# [Problems and tasks]
**1)** In the text on the Order model's callbacks, for how long did the webhook queue back up after the first backfill?
**2)** From the text on the Order model's callbacks, copy the stretch from "The model had" through "find their orders.".

# [Source document]
┌────────

The Same Model, Two Directions

Consider two scenarios on the same model.

Example one starts with a backfill task:

Order.where(region: nil).find_each do |order|
  order.update!(region: "us-west-2")
end

The model had an after_commit that synced any changed order to the CRM, so forty thousand orders re-synced, the webhook queue backed up for half an hour, and whatever unfortunate partners we’re working with probably rate-limited us. Nobody wrote “sync to the CRM” in that backfill task; the model did, implicitly, whether or not we knew it.

Example two. A different engineer runs the same backfill with update_all:

Order.where(region: nil).update_all(region: "unknown")

It’s reasonably fast and because of the update_all it’s not going to trigger a sync storm like the last one, so we’ve avoided the callback cost here, right?

Well that same Order model was also maintaining an OpenSearch search index using a callback, and now thousands of orders are silently falling out of searches for the next few weeks until a customer asks why they can’t find their orders.

└────────

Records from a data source

┌────────

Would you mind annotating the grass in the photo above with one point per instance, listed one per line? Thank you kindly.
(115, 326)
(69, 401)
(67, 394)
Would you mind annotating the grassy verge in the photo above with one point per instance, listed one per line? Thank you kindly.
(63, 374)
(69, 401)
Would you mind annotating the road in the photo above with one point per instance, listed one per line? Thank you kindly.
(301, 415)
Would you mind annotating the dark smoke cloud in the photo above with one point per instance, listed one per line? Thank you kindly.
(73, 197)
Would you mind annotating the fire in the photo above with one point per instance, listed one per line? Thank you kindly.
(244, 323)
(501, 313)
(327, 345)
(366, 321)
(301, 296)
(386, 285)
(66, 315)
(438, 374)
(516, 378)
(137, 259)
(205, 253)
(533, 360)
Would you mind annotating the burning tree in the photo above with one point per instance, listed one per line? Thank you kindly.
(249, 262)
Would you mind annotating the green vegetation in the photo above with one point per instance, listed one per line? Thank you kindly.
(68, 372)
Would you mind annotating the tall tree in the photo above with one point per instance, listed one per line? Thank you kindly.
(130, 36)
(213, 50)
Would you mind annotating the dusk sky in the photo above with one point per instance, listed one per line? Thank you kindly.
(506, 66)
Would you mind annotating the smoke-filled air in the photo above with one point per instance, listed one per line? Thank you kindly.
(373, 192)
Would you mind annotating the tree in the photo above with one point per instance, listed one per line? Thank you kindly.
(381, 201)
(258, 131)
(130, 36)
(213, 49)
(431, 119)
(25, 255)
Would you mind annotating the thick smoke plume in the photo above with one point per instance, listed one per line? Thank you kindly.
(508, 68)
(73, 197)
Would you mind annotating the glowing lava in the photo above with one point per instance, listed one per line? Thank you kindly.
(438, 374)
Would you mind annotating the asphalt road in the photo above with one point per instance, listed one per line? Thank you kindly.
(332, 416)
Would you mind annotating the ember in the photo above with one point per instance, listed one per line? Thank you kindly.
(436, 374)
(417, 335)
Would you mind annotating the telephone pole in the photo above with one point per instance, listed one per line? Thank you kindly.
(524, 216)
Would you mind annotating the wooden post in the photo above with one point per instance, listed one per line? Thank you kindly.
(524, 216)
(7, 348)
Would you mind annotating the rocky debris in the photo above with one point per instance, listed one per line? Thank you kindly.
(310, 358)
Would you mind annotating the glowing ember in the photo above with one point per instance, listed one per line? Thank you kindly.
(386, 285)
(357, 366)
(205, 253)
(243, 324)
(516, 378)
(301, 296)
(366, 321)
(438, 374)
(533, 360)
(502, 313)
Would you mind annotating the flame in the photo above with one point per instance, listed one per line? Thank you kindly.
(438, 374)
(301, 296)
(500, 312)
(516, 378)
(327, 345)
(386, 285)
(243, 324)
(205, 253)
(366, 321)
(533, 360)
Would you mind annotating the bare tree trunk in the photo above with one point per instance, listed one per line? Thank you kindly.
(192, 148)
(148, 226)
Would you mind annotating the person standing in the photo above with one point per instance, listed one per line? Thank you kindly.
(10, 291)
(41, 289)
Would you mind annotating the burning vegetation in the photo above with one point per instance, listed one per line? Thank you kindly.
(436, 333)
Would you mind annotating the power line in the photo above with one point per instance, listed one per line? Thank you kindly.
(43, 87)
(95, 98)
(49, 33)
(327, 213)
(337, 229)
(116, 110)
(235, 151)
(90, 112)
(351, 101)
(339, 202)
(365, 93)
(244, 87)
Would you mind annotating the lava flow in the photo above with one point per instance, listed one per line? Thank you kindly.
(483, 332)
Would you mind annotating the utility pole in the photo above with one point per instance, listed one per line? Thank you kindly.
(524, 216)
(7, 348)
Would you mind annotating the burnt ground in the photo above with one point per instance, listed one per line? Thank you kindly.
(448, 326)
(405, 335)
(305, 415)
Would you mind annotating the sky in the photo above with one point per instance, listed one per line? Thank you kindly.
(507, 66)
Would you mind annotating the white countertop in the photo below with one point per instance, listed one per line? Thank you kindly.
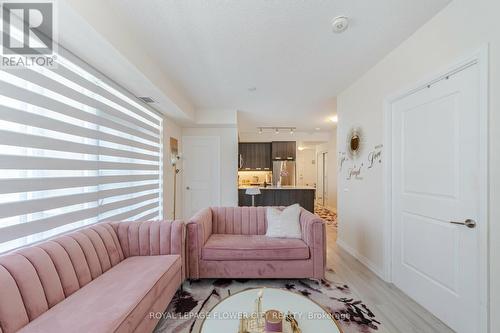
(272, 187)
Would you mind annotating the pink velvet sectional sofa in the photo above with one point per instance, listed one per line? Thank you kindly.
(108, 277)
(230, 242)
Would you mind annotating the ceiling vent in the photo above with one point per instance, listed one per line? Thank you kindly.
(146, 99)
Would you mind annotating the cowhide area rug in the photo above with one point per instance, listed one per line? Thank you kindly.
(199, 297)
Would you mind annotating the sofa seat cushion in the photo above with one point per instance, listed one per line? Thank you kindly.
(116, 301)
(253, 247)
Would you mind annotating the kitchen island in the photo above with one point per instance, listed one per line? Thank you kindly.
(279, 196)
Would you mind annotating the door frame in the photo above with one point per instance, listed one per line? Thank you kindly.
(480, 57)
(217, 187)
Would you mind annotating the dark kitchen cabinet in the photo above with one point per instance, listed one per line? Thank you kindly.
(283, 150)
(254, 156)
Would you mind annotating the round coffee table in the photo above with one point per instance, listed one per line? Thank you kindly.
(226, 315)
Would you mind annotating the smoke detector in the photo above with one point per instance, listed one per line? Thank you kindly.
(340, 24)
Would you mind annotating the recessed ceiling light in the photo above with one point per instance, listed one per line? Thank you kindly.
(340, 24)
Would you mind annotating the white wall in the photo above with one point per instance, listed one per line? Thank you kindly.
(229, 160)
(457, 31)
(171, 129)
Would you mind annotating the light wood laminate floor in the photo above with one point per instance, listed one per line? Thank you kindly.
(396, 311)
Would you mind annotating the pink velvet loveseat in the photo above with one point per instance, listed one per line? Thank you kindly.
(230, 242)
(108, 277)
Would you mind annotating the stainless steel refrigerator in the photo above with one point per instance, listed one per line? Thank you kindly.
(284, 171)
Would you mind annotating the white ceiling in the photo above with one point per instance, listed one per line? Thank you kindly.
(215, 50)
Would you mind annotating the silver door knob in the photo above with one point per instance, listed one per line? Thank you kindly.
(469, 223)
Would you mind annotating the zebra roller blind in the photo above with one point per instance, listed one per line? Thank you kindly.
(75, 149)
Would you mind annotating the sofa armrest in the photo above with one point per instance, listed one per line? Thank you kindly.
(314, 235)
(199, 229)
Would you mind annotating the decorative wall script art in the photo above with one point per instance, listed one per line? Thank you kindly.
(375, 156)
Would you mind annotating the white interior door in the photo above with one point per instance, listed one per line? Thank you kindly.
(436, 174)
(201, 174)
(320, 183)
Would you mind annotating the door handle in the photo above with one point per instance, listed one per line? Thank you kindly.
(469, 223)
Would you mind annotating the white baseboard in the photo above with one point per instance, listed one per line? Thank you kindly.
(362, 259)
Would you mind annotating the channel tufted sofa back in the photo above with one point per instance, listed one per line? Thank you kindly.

└────────

# [List of solutions]
**1)** For half an hour.

**2)**
The model had an after_commit that synced any changed order to the CRM, so forty thousand orders re-synced, the webhook queue backed up for half an hour, and whatever unfortunate partners we’re working with probably rate-limited us. Nobody wrote “sync to the CRM” in that backfill task; the model did, implicitly, whether or not we knew it.

Example two. A different engineer runs the same backfill with update_all:

Order.where(region: nil).update_all(region: "unknown")

It’s reasonably fast and because of the update_all it’s not going to trigger a sync storm like the last one, so we’ve avoided the callback cost here, right?

Well that same Order model was also maintaining an OpenSearch search index using a callback, and now thousands of orders are silently falling out of searches for the next few weeks until a customer asks why they can’t find their orders.